> [GIVEN REQUEST]
Output the data below as a numbered list, starting at its beginning and ending with the line containing "x=556, y=156". Leave out blank lines and pictures.

> [RECORDS PROVIDED]
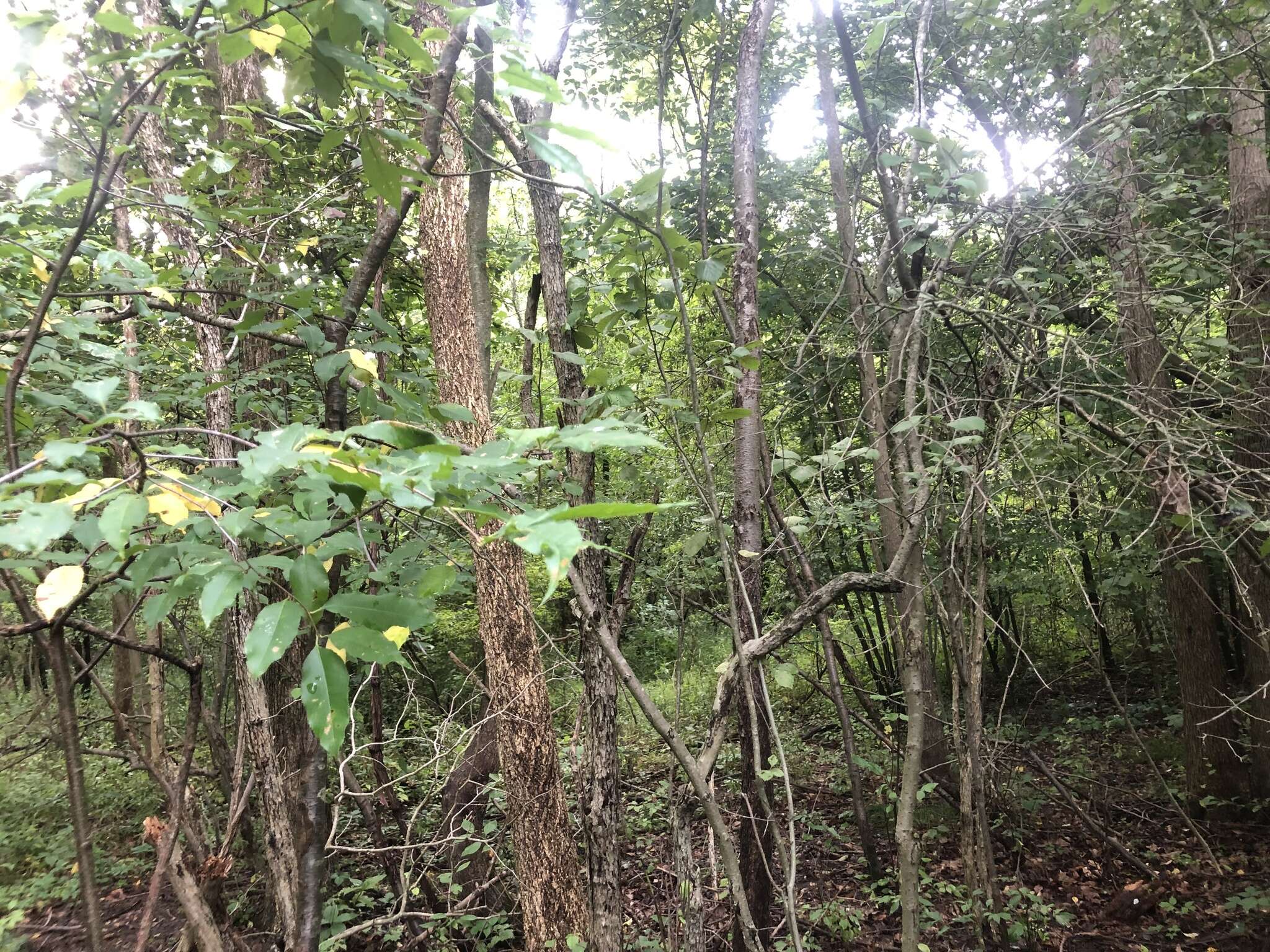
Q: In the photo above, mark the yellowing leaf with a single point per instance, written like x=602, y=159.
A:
x=267, y=40
x=169, y=507
x=363, y=362
x=342, y=653
x=191, y=499
x=13, y=89
x=82, y=495
x=59, y=589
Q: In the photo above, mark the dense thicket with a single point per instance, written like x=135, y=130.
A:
x=409, y=539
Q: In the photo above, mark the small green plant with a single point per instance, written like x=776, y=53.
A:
x=1028, y=917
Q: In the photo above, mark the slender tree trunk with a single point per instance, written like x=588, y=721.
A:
x=82, y=827
x=601, y=799
x=1250, y=332
x=478, y=206
x=804, y=583
x=756, y=837
x=1090, y=583
x=1208, y=728
x=278, y=796
x=874, y=399
x=546, y=863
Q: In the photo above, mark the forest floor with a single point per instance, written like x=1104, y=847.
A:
x=1064, y=888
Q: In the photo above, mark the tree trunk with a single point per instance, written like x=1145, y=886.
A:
x=1208, y=729
x=82, y=827
x=1250, y=332
x=478, y=207
x=546, y=862
x=756, y=835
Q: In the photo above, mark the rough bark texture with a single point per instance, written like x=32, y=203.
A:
x=546, y=862
x=756, y=838
x=68, y=728
x=878, y=403
x=1212, y=762
x=278, y=800
x=600, y=799
x=1250, y=332
x=125, y=666
x=478, y=206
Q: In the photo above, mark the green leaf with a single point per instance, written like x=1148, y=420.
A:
x=381, y=611
x=404, y=42
x=373, y=15
x=710, y=271
x=71, y=192
x=272, y=633
x=968, y=423
x=97, y=391
x=324, y=694
x=407, y=436
x=38, y=524
x=533, y=82
x=785, y=674
x=59, y=452
x=455, y=412
x=556, y=542
x=309, y=582
x=588, y=437
x=610, y=511
x=436, y=580
x=381, y=174
x=220, y=592
x=647, y=184
x=329, y=141
x=121, y=516
x=922, y=135
x=117, y=22
x=367, y=645
x=695, y=542
x=556, y=156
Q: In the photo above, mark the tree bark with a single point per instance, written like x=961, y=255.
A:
x=1249, y=325
x=1208, y=729
x=756, y=839
x=546, y=863
x=478, y=206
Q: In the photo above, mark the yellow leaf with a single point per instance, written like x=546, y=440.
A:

> [FINAL RESULT]
1. Q: In the photo above, mark the yellowing leaf with a single point per instance, written like x=602, y=159.
2. A:
3. x=267, y=40
4. x=169, y=507
5. x=363, y=362
6. x=342, y=653
7. x=191, y=499
8. x=13, y=89
9. x=82, y=495
10. x=59, y=589
11. Q: In the photo above, mark the dense thicket with a single point per instance, written like x=135, y=130.
12. A:
13. x=409, y=539
14. Q: In the photo above, mark the small green plant with a single point per instance, written like x=776, y=53.
15. A:
16. x=1028, y=917
17. Q: In the photo above, mark the slender tree trunk with a single point per instance, written like x=588, y=721.
18. A:
19. x=82, y=827
20. x=601, y=799
21. x=1250, y=332
22. x=478, y=206
23. x=804, y=583
24. x=756, y=837
25. x=1090, y=583
26. x=1208, y=728
27. x=278, y=796
28. x=874, y=399
29. x=546, y=863
30. Q: In the photo above, mark the forest floor with a single point per instance, written like x=1104, y=847.
31. A:
32. x=1064, y=888
33. Q: In the photo above, mark the tree trunk with a single point per instance, written like x=1145, y=886.
34. A:
35. x=1208, y=729
36. x=82, y=827
37. x=1250, y=332
38. x=478, y=207
39. x=546, y=862
40. x=756, y=835
41. Q: In the photo above, mark the rough bark texture with a single point per instance, written like x=32, y=203.
42. A:
43. x=546, y=862
44. x=756, y=838
45. x=68, y=728
46. x=878, y=403
47. x=1212, y=762
48. x=278, y=800
49. x=600, y=799
50. x=1250, y=332
51. x=125, y=666
52. x=478, y=206
53. Q: In the photo above, mark the green leaf with a single point per instance, written like x=1148, y=420.
54. A:
55. x=381, y=611
56. x=404, y=42
57. x=373, y=15
58. x=710, y=271
59. x=71, y=192
60. x=272, y=633
61. x=968, y=423
62. x=97, y=391
63. x=324, y=694
64. x=407, y=436
65. x=38, y=524
66. x=533, y=82
67. x=785, y=674
68. x=59, y=452
69. x=455, y=412
70. x=556, y=542
71. x=309, y=582
72. x=588, y=437
73. x=610, y=511
74. x=436, y=580
75. x=381, y=174
76. x=220, y=592
77. x=647, y=184
78. x=329, y=141
79. x=121, y=516
80. x=922, y=135
81. x=117, y=22
82. x=367, y=645
83. x=695, y=542
84. x=556, y=156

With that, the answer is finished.